• _EXERCISE REQUIREMENTS_: Copy every record exactly as it appears in the data below.

[Source data]
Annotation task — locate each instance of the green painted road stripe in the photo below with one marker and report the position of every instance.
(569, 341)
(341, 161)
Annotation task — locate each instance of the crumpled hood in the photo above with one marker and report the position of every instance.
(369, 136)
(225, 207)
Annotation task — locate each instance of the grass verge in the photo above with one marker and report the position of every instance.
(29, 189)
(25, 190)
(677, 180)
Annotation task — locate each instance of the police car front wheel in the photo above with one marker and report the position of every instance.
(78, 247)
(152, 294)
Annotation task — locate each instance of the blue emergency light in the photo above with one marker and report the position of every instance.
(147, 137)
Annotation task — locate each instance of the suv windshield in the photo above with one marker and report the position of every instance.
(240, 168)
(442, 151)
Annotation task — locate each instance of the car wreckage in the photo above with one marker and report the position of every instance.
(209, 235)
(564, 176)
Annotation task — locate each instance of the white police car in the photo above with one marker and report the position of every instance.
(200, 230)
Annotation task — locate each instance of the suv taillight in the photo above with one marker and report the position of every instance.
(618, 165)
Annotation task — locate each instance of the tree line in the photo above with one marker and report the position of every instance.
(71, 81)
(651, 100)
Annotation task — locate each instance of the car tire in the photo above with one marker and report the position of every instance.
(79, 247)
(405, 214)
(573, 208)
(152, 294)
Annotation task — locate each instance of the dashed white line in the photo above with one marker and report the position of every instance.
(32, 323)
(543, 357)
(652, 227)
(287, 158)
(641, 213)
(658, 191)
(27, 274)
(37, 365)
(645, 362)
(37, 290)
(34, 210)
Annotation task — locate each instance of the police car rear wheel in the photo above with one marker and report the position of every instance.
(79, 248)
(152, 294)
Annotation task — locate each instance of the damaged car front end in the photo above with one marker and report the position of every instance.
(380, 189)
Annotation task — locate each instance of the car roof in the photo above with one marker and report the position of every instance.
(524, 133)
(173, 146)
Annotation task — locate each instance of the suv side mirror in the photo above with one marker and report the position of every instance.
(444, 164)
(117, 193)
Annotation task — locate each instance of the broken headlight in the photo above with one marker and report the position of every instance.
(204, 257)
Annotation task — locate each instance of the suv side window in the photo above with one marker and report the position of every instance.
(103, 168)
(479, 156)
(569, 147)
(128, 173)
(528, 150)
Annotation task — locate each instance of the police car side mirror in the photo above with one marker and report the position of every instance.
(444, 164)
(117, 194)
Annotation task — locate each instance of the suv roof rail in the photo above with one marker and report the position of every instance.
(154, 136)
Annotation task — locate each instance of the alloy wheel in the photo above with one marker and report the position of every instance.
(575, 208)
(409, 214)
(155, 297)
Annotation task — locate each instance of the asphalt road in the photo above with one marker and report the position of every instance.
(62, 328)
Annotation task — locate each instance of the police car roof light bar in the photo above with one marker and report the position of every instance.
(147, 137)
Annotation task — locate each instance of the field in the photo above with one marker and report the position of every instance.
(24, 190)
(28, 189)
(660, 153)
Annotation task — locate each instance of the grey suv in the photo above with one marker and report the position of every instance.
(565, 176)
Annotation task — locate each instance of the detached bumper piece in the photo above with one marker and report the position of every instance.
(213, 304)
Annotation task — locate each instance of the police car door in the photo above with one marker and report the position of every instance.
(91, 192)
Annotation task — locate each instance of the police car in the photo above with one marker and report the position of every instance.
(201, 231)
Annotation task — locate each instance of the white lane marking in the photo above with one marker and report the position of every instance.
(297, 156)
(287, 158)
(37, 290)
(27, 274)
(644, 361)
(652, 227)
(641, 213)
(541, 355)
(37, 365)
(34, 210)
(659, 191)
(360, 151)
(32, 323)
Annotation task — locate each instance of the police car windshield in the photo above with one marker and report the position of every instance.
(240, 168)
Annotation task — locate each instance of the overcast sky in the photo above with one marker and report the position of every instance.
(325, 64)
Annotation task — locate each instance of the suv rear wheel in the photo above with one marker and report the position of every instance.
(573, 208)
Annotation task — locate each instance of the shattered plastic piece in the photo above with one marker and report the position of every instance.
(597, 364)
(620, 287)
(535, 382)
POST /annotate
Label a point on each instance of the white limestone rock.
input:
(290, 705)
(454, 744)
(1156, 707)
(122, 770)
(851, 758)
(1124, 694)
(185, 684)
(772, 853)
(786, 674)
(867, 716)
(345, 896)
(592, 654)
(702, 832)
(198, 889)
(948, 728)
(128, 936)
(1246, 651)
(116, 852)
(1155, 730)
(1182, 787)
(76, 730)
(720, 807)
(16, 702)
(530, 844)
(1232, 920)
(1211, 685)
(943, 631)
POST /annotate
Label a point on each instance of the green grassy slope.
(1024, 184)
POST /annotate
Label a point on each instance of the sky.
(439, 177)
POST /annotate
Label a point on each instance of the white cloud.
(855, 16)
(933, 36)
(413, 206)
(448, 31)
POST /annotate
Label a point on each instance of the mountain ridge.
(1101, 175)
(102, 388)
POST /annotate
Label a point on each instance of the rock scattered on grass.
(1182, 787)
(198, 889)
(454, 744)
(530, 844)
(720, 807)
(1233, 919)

• _WRITTEN SOLUTION_:
Annotation task — locate each instance of the green painted road stripe in the photo below with one marker and report the position of every instance.
(569, 341)
(341, 161)
Annotation task — locate each instance of the crumpled hood in the photo above with one marker and report the position of every instance.
(369, 136)
(225, 207)
Annotation task — locate each instance of the grass verge in the photo above with one marker and report the position of every instance.
(29, 189)
(25, 190)
(677, 180)
Annotation task — locate each instance of the police car front wheel in the photo above with one marker and report the position of every instance.
(78, 247)
(152, 294)
Annotation task — locate each instance of the blue emergency light in the photo above with one marker and report the position of every instance.
(147, 137)
Annotation task — locate each instance of the suv windshield in the photo above with one marker and report the position of every instance.
(240, 168)
(442, 151)
Annotation task — locate each instance of the car wreckage in the photo above with one marker and report the position of every instance.
(209, 235)
(564, 176)
Annotation task — locate each instance of the white police car in the photo above with one marker and report the position of every instance.
(200, 230)
Annotation task — locate each instance of the suv taillight in the photo above with one marker and report the position of every instance.
(618, 165)
Annotation task — locate each instance of the tree line in the photo above with one marker and report the position of every instance.
(71, 81)
(651, 100)
Annotation task — locate each instance of the car tire in the photo above with one marker and report the position of every instance.
(79, 247)
(405, 214)
(573, 208)
(152, 294)
Annotation task — locate each instance of the dashed white line in the photo above with one marker and report the position of every instance.
(32, 323)
(543, 357)
(652, 227)
(287, 158)
(641, 213)
(658, 191)
(27, 274)
(37, 365)
(645, 362)
(37, 290)
(34, 210)
Annotation task — locate each instance of the police car rear wheel in the photo above with one marker and report the position of every instance.
(79, 248)
(152, 294)
Annotation task — locate each instance of the damaged car front end in the photo above with one marker and report the position of every instance.
(380, 189)
Annotation task — locate each instance of the car roof in the photo above with one marker and report the position of every instance.
(524, 133)
(173, 146)
Annotation task — locate each instance of the suv side mirror in the photo above with one marker and report the position of every instance.
(444, 164)
(117, 193)
Annotation task — locate each instance of the broken headlight in the photo above with one marker and report the position of every instance.
(204, 257)
Annotation task — locate each instance of the suv side window in the photo above with one marker and report the position of every instance.
(103, 168)
(479, 156)
(569, 147)
(128, 173)
(528, 150)
Annotation task — locate each instance of the police car side mirror in the photo above with one marker and report the position of every instance.
(444, 164)
(117, 194)
Annotation task — locate each instance of the suv roof rail in the photo above with one marker and report the position of every instance.
(154, 136)
Annotation task — locate each instance of the alloy wheel in the photo above with one marker and report the position of every instance.
(575, 208)
(409, 214)
(155, 297)
Annotation task — locate each instance of the asphalt road in the photo above with one marker and report the position of every instance.
(62, 328)
Annotation task — locate each instance of the police car roof light bar in the photo above with one marker and report the position of every instance.
(147, 137)
Annotation task — locate each instance of the field in the photo above with one marker and report the position of every instance.
(24, 190)
(28, 189)
(660, 153)
Annotation task — locate each instance of the grey suv in the photo above with one marker and report the position of every instance.
(565, 176)
Annotation task — locate each instance of the detached bumper piece in the photo above with one marker and report the position of every instance.
(213, 304)
Annotation task — locate each instance of the police car door in the photo above with one marker and report the position of every instance.
(91, 192)
Annotation task — locate each instance of the police car in the photo above with one marker and report the position of every instance.
(201, 231)
Annotation task — locate each instance of the white lane marking in the photo above with one marker and report the position of every instance.
(297, 156)
(287, 158)
(37, 290)
(27, 274)
(644, 361)
(652, 227)
(641, 213)
(541, 355)
(37, 365)
(34, 210)
(659, 191)
(360, 151)
(32, 323)
Annotation task — locate each instance of the police car windshield in the photo above with one marker and report the position of every instance.
(240, 168)
Annotation task — locate each instance of the overcast sky in the photo above with one marker and report the position of every instance.
(325, 64)
Annotation task — locate each instance of the suv rear wheel in the photo above with one marker and report the position of every instance.
(573, 208)
Annotation task — locate each instance of the shattered plastic piece in the photo above with one marker and report the position of every instance.
(597, 364)
(620, 287)
(535, 382)
POST /annotate
Label a point on each instance of the white limestone rock.
input:
(290, 705)
(454, 744)
(1156, 707)
(122, 770)
(851, 758)
(1124, 694)
(185, 684)
(772, 853)
(786, 674)
(867, 716)
(345, 896)
(592, 654)
(702, 832)
(198, 889)
(948, 728)
(128, 936)
(1246, 651)
(116, 852)
(1155, 730)
(1182, 787)
(76, 730)
(720, 807)
(16, 702)
(530, 844)
(1232, 920)
(1211, 685)
(943, 631)
POST /annotate
Label a point on each instance of the green grassy slope.
(1024, 184)
POST /annotate
Label a point on each instance of the sky.
(439, 177)
POST /annotate
Label a point on each instance of the white cloud.
(855, 16)
(933, 36)
(413, 206)
(448, 31)
POST /annotate
Label a point on each instance of the mountain ridge.
(1101, 175)
(102, 388)
POST /annotate
Label a point on each instance of the rock scattered on grass.
(1182, 787)
(198, 889)
(454, 744)
(530, 844)
(720, 807)
(1233, 919)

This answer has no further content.